Look below for the line containing "pixel 223 110" and the line containing "pixel 78 190"; repeat exactly those two lines and all lines between them, and nothing else.

Material for this task:
────────────────

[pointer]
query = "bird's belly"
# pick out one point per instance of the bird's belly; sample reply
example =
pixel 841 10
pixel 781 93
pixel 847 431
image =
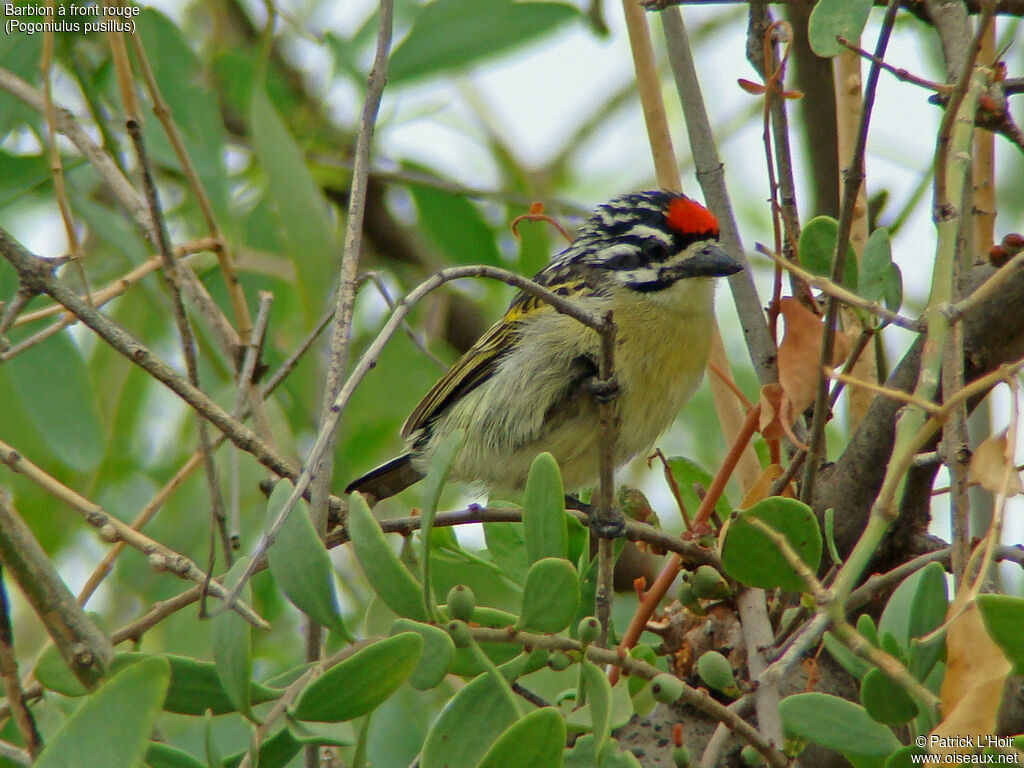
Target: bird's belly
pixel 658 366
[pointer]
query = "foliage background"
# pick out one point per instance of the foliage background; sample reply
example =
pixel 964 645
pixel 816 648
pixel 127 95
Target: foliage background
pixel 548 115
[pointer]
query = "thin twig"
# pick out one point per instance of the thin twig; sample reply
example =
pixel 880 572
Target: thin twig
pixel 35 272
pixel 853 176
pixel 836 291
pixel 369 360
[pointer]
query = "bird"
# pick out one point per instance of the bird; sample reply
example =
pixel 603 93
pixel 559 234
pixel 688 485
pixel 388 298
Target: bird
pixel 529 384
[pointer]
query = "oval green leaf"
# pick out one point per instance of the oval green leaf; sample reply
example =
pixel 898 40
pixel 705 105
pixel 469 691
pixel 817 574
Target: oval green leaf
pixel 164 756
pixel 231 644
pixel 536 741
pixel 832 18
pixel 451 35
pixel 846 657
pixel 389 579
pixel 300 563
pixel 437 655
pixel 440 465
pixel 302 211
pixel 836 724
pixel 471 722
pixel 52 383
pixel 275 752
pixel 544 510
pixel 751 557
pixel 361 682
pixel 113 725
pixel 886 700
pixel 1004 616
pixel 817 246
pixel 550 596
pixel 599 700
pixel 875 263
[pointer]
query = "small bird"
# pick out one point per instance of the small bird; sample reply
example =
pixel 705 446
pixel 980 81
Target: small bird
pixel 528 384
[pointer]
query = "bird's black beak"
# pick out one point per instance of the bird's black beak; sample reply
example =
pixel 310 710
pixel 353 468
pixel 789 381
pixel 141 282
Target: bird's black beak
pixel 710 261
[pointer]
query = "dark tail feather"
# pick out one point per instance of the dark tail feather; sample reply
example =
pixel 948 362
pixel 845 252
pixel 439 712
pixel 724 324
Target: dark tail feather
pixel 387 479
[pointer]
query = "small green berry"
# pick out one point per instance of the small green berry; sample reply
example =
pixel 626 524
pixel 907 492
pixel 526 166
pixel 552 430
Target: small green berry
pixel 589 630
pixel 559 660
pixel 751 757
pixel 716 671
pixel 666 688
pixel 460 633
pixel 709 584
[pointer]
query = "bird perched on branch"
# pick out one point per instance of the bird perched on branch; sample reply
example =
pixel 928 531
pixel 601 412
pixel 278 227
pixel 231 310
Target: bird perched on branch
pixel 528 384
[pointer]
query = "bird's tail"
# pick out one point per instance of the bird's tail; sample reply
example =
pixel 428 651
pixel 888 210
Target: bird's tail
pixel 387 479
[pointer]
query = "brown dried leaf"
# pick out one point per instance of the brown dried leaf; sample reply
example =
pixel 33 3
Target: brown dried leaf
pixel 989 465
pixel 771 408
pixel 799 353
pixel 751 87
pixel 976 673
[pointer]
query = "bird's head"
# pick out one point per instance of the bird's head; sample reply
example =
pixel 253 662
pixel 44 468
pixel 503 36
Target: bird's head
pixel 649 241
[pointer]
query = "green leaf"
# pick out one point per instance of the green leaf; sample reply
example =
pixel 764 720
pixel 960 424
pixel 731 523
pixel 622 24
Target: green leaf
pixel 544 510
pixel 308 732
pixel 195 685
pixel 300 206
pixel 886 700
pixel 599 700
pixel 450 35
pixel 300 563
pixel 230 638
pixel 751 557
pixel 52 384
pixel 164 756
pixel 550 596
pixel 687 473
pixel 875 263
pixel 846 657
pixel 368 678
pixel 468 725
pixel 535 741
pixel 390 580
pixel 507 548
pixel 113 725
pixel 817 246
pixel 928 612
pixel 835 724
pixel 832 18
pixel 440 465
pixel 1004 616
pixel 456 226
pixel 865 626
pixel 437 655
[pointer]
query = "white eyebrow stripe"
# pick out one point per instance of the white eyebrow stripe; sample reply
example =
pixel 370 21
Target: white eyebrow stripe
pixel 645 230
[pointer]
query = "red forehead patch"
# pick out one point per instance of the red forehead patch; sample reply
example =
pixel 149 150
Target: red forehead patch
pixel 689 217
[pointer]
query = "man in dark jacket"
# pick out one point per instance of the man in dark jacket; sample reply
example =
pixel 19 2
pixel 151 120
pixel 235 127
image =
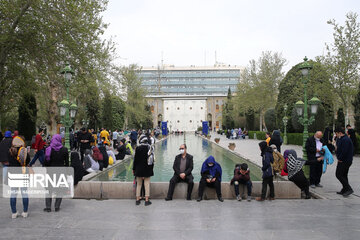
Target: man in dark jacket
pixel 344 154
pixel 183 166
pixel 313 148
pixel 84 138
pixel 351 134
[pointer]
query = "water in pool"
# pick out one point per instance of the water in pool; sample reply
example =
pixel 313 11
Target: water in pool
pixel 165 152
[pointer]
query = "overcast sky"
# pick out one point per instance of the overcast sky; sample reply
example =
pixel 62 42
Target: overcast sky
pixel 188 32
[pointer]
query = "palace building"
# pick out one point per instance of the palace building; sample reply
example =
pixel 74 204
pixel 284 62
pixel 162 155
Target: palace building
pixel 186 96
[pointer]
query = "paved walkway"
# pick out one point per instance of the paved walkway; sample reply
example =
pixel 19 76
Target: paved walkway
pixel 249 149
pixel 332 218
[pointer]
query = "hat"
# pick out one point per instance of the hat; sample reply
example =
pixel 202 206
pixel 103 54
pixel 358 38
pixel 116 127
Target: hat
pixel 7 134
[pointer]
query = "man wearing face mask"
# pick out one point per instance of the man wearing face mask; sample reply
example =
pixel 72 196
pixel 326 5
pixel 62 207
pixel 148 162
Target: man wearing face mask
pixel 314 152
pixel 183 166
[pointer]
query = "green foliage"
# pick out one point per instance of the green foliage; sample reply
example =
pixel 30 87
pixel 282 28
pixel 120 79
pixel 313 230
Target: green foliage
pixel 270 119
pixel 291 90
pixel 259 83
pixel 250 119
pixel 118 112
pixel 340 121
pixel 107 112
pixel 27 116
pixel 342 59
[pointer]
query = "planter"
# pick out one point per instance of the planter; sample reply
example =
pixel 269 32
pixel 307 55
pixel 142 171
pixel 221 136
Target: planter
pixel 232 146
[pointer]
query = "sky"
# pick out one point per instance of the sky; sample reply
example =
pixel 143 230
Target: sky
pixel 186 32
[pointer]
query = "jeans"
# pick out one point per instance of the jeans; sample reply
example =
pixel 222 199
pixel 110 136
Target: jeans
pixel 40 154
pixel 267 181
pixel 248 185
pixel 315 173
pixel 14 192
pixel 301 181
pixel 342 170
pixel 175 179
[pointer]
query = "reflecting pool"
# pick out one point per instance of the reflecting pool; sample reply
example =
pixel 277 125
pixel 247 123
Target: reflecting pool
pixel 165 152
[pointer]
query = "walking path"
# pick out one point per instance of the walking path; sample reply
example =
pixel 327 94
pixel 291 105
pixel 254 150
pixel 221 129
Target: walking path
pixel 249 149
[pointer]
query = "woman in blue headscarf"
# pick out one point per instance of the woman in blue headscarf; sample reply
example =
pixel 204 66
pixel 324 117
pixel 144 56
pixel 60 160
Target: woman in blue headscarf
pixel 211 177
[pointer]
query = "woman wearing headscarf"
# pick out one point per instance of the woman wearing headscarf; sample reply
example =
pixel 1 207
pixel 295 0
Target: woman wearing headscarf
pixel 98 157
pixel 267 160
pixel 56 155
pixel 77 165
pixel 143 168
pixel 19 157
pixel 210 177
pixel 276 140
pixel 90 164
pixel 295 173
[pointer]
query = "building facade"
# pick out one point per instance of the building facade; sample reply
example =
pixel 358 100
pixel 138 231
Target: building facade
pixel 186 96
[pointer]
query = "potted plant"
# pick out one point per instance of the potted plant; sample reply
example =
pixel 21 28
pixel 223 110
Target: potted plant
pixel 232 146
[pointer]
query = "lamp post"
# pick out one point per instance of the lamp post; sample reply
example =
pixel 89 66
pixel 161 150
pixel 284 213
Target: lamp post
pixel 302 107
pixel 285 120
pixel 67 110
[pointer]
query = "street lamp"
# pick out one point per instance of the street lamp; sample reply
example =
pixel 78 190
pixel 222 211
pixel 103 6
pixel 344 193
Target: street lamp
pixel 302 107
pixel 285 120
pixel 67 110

────────────────

Answer area:
pixel 223 110
Target: potted plant
pixel 232 146
[pointer]
query = "lamp post"
# pick out one point per instance of the lamp post; sample reply
example =
pixel 89 66
pixel 161 150
pixel 284 213
Target: lamp post
pixel 302 107
pixel 285 120
pixel 67 110
[pointer]
query = "street lamp"
# pick out one point per instance of the street lamp; sample reply
example =
pixel 78 190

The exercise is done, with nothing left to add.